- [STATED GOAL]:
Put the entries below into a two-column CSV with a header row of "prompt" and "response". Give one row per entry, with the entry's full text in "prompt" and its answer in "response", each in a single quoted field with line breaks replaced by spaces. Leave the pictures out.

Dataset entries:
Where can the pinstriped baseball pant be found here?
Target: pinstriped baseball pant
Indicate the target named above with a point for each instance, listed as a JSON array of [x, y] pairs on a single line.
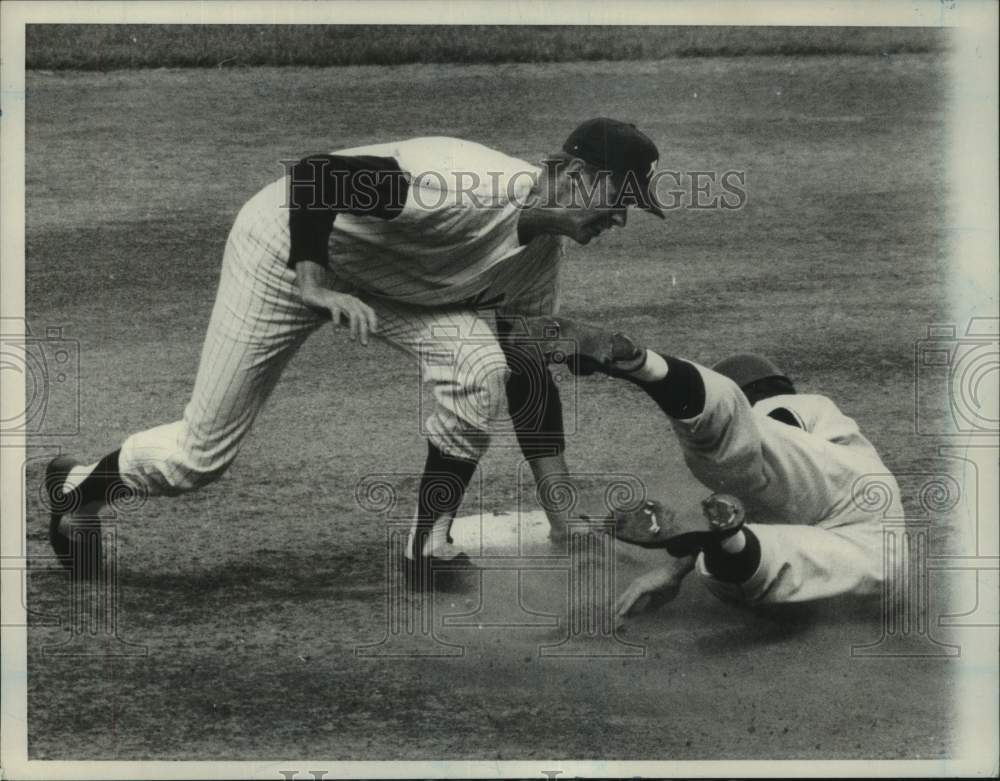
[[257, 324]]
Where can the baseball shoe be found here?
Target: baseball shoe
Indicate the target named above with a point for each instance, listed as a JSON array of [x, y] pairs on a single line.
[[75, 541], [444, 574], [654, 525], [585, 348]]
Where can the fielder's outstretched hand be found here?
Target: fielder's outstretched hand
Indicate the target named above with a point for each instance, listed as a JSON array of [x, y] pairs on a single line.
[[653, 589]]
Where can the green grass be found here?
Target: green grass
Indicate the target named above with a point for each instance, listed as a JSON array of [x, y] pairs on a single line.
[[109, 47]]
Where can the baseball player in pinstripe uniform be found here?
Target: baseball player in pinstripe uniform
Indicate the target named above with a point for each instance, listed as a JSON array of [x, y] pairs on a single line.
[[427, 243], [789, 465]]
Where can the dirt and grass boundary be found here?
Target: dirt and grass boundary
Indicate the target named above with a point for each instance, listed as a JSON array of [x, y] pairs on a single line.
[[123, 46]]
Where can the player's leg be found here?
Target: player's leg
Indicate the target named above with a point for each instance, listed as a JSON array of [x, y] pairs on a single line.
[[257, 323], [463, 362]]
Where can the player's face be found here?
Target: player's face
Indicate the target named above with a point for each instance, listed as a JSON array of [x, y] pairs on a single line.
[[584, 204]]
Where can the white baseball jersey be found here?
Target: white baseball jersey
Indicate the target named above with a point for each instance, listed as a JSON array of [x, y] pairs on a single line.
[[456, 232], [798, 485], [427, 273]]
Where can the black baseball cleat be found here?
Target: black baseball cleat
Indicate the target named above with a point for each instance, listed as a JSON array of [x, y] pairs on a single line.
[[444, 574], [654, 525], [585, 349], [75, 541]]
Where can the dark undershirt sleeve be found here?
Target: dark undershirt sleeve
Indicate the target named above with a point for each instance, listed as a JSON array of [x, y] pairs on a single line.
[[323, 186]]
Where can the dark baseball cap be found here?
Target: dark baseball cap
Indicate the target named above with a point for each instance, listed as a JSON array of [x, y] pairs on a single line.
[[625, 152]]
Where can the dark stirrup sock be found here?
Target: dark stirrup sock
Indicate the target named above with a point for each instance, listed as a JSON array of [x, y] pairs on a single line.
[[681, 394], [733, 567], [103, 483], [442, 488]]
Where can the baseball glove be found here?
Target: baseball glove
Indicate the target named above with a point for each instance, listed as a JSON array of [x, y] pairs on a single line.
[[654, 525]]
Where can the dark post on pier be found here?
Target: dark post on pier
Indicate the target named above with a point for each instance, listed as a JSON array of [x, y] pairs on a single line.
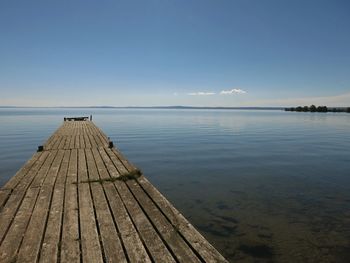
[[78, 199]]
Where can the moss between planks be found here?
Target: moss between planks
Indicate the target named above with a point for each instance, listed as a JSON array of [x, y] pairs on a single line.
[[132, 175]]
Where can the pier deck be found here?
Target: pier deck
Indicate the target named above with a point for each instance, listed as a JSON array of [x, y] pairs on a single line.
[[78, 200]]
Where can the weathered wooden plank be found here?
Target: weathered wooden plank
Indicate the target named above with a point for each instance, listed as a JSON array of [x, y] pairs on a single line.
[[51, 244], [62, 206], [72, 142], [112, 245], [70, 246], [133, 245], [179, 247], [100, 165], [29, 250], [40, 177], [90, 245], [151, 239], [4, 195]]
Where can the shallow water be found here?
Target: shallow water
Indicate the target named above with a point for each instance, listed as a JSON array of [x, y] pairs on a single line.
[[262, 186]]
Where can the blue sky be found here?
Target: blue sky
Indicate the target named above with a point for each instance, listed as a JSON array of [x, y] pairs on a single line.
[[174, 52]]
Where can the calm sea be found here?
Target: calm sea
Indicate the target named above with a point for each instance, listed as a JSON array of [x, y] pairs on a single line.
[[262, 186]]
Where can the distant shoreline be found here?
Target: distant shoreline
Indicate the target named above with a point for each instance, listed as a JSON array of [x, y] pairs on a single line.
[[145, 107]]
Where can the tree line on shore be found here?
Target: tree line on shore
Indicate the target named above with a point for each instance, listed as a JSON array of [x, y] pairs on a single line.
[[313, 108]]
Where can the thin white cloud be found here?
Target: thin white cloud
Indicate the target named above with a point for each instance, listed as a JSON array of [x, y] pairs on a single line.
[[200, 93], [233, 91]]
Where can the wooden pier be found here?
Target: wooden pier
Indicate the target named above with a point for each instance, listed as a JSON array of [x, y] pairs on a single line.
[[79, 200]]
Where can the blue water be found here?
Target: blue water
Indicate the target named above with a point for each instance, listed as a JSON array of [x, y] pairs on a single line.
[[262, 186]]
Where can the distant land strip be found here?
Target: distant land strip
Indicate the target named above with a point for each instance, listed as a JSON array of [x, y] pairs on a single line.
[[146, 107], [313, 108]]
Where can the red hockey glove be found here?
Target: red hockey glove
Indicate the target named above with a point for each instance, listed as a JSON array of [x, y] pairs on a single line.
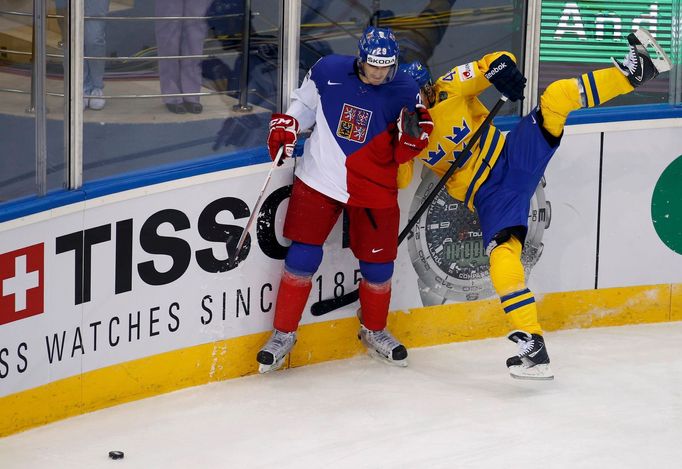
[[283, 132], [414, 129]]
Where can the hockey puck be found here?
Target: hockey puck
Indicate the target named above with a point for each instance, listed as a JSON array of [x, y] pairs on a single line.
[[116, 454]]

- [COMPLETE OUTPUT]:
prompt,response
"Where can the pinstriped baseball pant be found here? Target: pinstriped baseball pant Indicate the target named above with a point for each instance, listed as a JSON array of [x, y] pairs on a single line.","[[257, 324]]"
"Where can the baseball shoe be found here? Target: baseball shoe Indicate the target named above with a point for each instance, listed as a JSON array of [x, y] pairs on a single line.","[[75, 541], [444, 574], [654, 525], [585, 348]]"
"Where can the fielder's outstretched hand be found here? Target: fielder's outstretched hand Indicate the target named above with a point for each instance, listed as a JSON array of [x, y] pairs on a single line.","[[653, 589]]"
"Where can the green grass be found here? Target: green grass Indicate the target named above with a point for each instance, listed as a JSON array of [x, y] pairs on a single line.","[[109, 47]]"
"Where can the baseball player in pinstripe uniform be found here? Target: baseball player in pinstripe uniform Indicate the target named above with a point for each instance, listed as a JSON array of [x, y] pairs on a single line.","[[427, 243], [789, 465]]"
"Where can the dirt and grass boundary be found here? Target: dirt and grass boundary Indicate the target named above with a point for each instance, listed as a JSON array of [x, y] pairs on a single line.","[[123, 46]]"
"Where can the player's leg be found here? Target: player's leg Indicate the target named above with a point for each instance, listed as a JSON array of [x, y] pairs on a single line.","[[257, 323], [463, 362]]"
"Where can the player's face be found here? Target: player's face Indicate the target named above with a point for each instance, listed as a JSON array of [x, y] pairs on a single line.","[[584, 204]]"
"Where can the white baseball jersey be found here? Target: white baseball jersey Indicate the target named above with a point for each instance, listed as a JSON array of [x, y] pairs on a single line.","[[456, 232], [798, 485], [427, 273]]"
"Where can the black baseball cleat be found here? Target: black baseball cleat Indicate the target named above with a point for each instance, listed as a JSON array of [x, y] pairs on a single line.","[[444, 574], [654, 525], [585, 349], [75, 541]]"
"Where can the dark undershirt sleeve be found here? Target: dark undershirt sleeve Indicate the target named above with a point for each instance, listed as a JSON array of [x, y] pairs on a single line.","[[323, 186]]"
"Where can the dark baseball cap be found here? Target: dark baseball cap Indicate the target named above with a point for each instance, listed as a JSON array of [x, y] pairs on a single line.","[[625, 152]]"
"Where can the dark stirrup sock be found here? Target: dark stirrup sock Indicate the target named above with a point for each instance, listed as a JSON array of [x, y] pairs on a single line.","[[681, 394], [733, 567], [103, 483], [442, 488]]"
"Where can the baseball glove be found here? Target: baseball glove Indicate the target named above with a point for each instance, listed as a JSON array of [x, y] pairs on a single line.","[[654, 525]]"
"Where can the dark post on pier be found here? Target: dark post on pier Indicate the target named above with a point for each instance, listed as a JSON array of [x, y] pairs on a single line.","[[78, 199]]"
"Where can the moss between planks be found here? Target: moss between planks Indicate the target named above with a point for each instance, listed as a JSON array of [x, y] pairs on a single line.","[[132, 175]]"
"Where can the pier deck be found here? Target: pier deck Indicate the target named above with a point for each instance, listed as a JSON array of [x, y] pairs on a single line.","[[78, 200]]"
"Where can the weathered wooden plank be found here? Target: weathered wooden plank Indicate the target named above with a point for each instance, listed as a JSON array of [x, y] pairs on a single line.","[[51, 244], [62, 206], [72, 142], [112, 245], [70, 246], [133, 245], [179, 247], [100, 165], [29, 250], [40, 177], [90, 245], [151, 239], [4, 195]]"
"Where can the shallow water be found here? Target: shallow water Indicate the target named above with a point for each instance, listed as a JSON array of [x, y] pairs on a single line.","[[262, 186]]"
"Where can the blue sky be found here? Target: blue sky Indicate the target named above with a point for each instance, listed as a JSON array of [x, y] pairs on a single line.","[[174, 52]]"
"Where can the calm sea be found here? Target: calm sea Indicate the target named above with a point for each instance, listed as a JSON array of [x, y] pairs on a single line.","[[262, 186]]"
"Where can the distant shoreline be found here? Target: distant shoreline Indicate the target named above with a point for each instance, listed as a JSON array of [x, y] pairs on a single line.","[[145, 107]]"
"Where can the tree line on shore be found here? Target: tree line on shore Indicate the target named above with a point for each instance, listed as a JSON array of [x, y] pairs on a single line.","[[313, 108]]"
"Where can the thin white cloud be found here? Target: thin white cloud Indicate the target named above with a point for each instance, listed as a JSON array of [x, y] pairs on a single line.","[[200, 93], [233, 91]]"
"Where can the wooden pier be found here? Target: wooden pier Indicate the target named above with a point for each instance, listed as a JSON array of [x, y] pairs on a single line.","[[79, 200]]"
"Where can the blue water be found here? Target: blue water Indicate the target named above with a point for each instance, listed as a JSON array of [x, y] pairs on a single line.","[[262, 186]]"
"Where can the distant land strip be found here? Target: distant land strip Indicate the target named above with a point for each instance, listed as a JSON array of [x, y] pairs on a single line.","[[146, 107], [313, 108]]"
"Where can the red hockey glove be found here? Target: red hockey glove Indicate the target named above with a point for each instance, listed as a JSON array of [x, y] pairs on a single line.","[[283, 132], [414, 129]]"
"Where can the hockey puck be found here? Target: hockey puck Indicate the target named above with a point for each instance, listed as a JSON array of [x, y] pairs on a single line.","[[116, 454]]"